**CONSEGNE DELL'ESERCIZIO:**
1: Secondo il testo su Antonino Scopelliti, quanti anni avrebbe compiuto Paolo Borsellino il giorno prima?
2: Riporta fedelmente dal testo su Antonino Scopelliti il passo che comincia con "Antonino ScopellitiIeri avrebbe" e prosegue fino a "per il disoccupato.".
3: Porta avanti il testo su Antonino Scopelliti scrivendo la parte successiva, a partire dall'ultima frase riportata.

**TESTO FORNITO:**
Oggi avrebbe compiuto settantacinque anni Antonino Scopelliti

20 01 2010

di Giovanni Pecora

Antonino ScopellitiIeri avrebbe compiuto settant’anni Paolo Borsellino, ed oggi settantacinque Nino Scopelliti.
Se avessero fatto come quei “bravi cittadini” di buon senso che non fanno aprire gli striscioni antimafia alle manifestazioni, oggi sarebbero tranquilli nonni a festeggiare con i loro figli e, nel caso di Borsellino, con i nipotini.
Ma nella vita si incontrano tanti bivii e bisogna fare continuamente delle scelte, e tra tutte le scelte ad un certo punto della nostra vita arriva sempre, puntuale, la scelta più importante, quella che ti differenzia in maniera netta dalla stragrande maggioranza degli esseri umani. E non arriva solo per gli Alti Magistrati, per i Generali, per i Prefetti, per i Cardinali… arriva anche per l’operaio, per il falegname, per l’insegnante, per il disoccupato.
Arriva per tutti, prima o poi, il giorno in cui tu devi fare la scelta più importante, quella da cui non si torna più indietro: la scelta di stare con gli onesti o con i disonesti.
E ogni tanto il Destino chiede a qualcuno di noi un sacrificio ancora più alto per restare tra gli onesti, un sacrificio che spesso purtroppo può voler dire non poter veder crescere i propri figli, non poter diventare nonni.

Voci salvate:
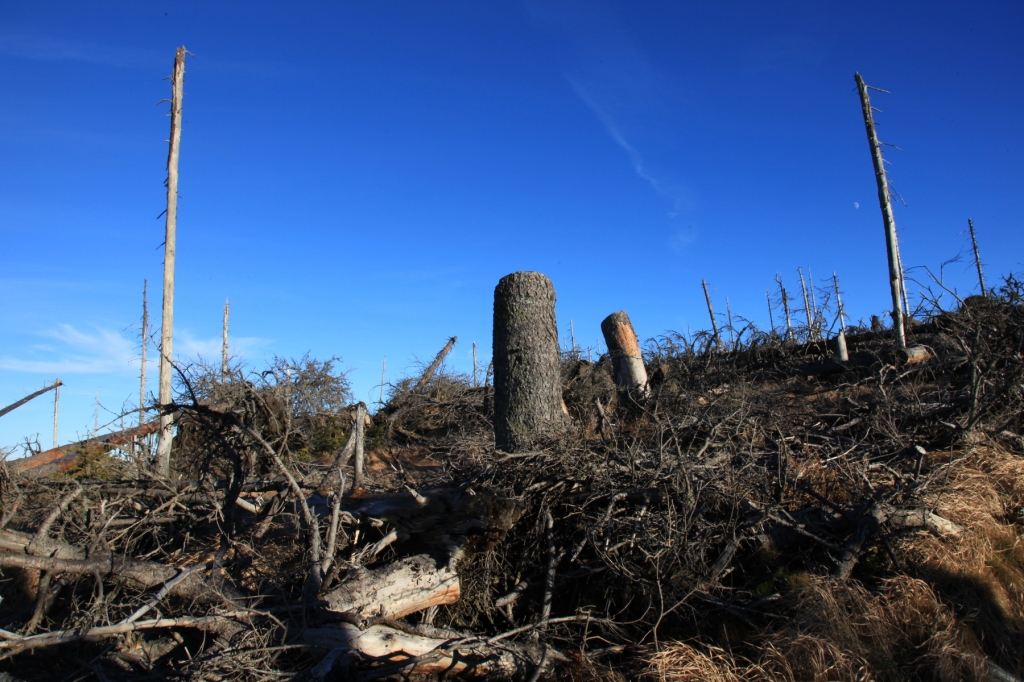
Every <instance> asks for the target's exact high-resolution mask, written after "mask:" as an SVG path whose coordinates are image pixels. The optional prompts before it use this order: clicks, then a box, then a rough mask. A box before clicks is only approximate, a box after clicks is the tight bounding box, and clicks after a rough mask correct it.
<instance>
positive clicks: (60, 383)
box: [0, 379, 62, 417]
mask: <svg viewBox="0 0 1024 682" xmlns="http://www.w3.org/2000/svg"><path fill="white" fill-rule="evenodd" d="M61 385H62V383H61V381H60V380H59V379H57V380H56V381H54V382H53V383H52V384H50V385H49V386H47V387H46V388H40V389H39V390H38V391H36V392H35V393H32V394H30V395H26V396H25V397H24V398H22V399H20V400H18V401H16V402H11V403H10V404H9V406H7V407H6V408H4V409H3V410H0V417H3V416H4V415H6V414H7V413H8V412H13V411H15V410H17V409H18V408H20V407H22V406H23V404H25V403H26V402H28V401H29V400H34V399H36V398H37V397H39V396H40V395H42V394H43V393H45V392H46V391H50V390H53V389H55V388H56V387H57V386H61Z"/></svg>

**RISULTATI PER CONSEGNA:**
1: Settant'anni.

2:
Antonino ScopellitiIeri avrebbe compiuto settant’anni Paolo Borsellino, ed oggi settantacinque Nino Scopelliti.
Se avessero fatto come quei “bravi cittadini” di buon senso che non fanno aprire gli striscioni antimafia alle manifestazioni, oggi sarebbero tranquilli nonni a festeggiare con i loro figli e, nel caso di Borsellino, con i nipotini.
Ma nella vita si incontrano tanti bivii e bisogna fare continuamente delle scelte, e tra tutte le scelte ad un certo punto della nostra vita arriva sempre, puntuale, la scelta più importante, quella che ti differenzia in maniera netta dalla stragrande maggioranza degli esseri umani. E non arriva solo per gli Alti Magistrati, per i Generali, per i Prefetti, per i Cardinali… arriva anche per l’operaio, per il falegname, per l’insegnante, per il disoccupato.

3:
Ma quel sacrificio diventa miracolosamente esempio di vita per milioni di figli, per milioni di nipotini.
A che serve veder crescere i propri figli, e nascere i nipotini, se non abbiamo il coraggio di sfidare a viso aperto la mafia? Se magari per la nostra vigliaccheria li consegnamo essi stessi alla mafia, come vittime o come affiliati?
Meglio morire giovani, ma scrivere il proprio nome con il proprio sangue purissimo nel libro della Storia per aver detto “NO!” alla mafia, che vivere una lunga vita con gli occhi bassi e la schiena piegata.
Chi dona la propria vita per il bene degli altri non vede crescere i propri figli e nipoti, ma diventa idealmente padre e nonno di tutti i bravi ragazzi del mondo.
E fra cento anni Nino Scopelliti, morto nel fiore degli anni, sarà ancora un ricordo vivo di cui essere fieri. Sarà con i pronipoti dei suoi nipoti in testa ai cortei a portare la sua sfida alla mafia, sarà a testa alta e sguardo fiero nel suo banco di Procuratore alla Suprema Corte di Cassazione, sarà nel cuore di chi andrà a Rosarno e racconterà ai suoi figli: “Qui una volta comandava la ‘ndrangheta, e la povera gente aveva paura perchè la mafia ti vuole o suo servo o suo schiavo. Oggi la città è sottoposta solo alla Legge dello Stato, l’unica che può fare uguali tutti i cittadini. Oggi Rosarno, e tutta la Calabria, è libera”.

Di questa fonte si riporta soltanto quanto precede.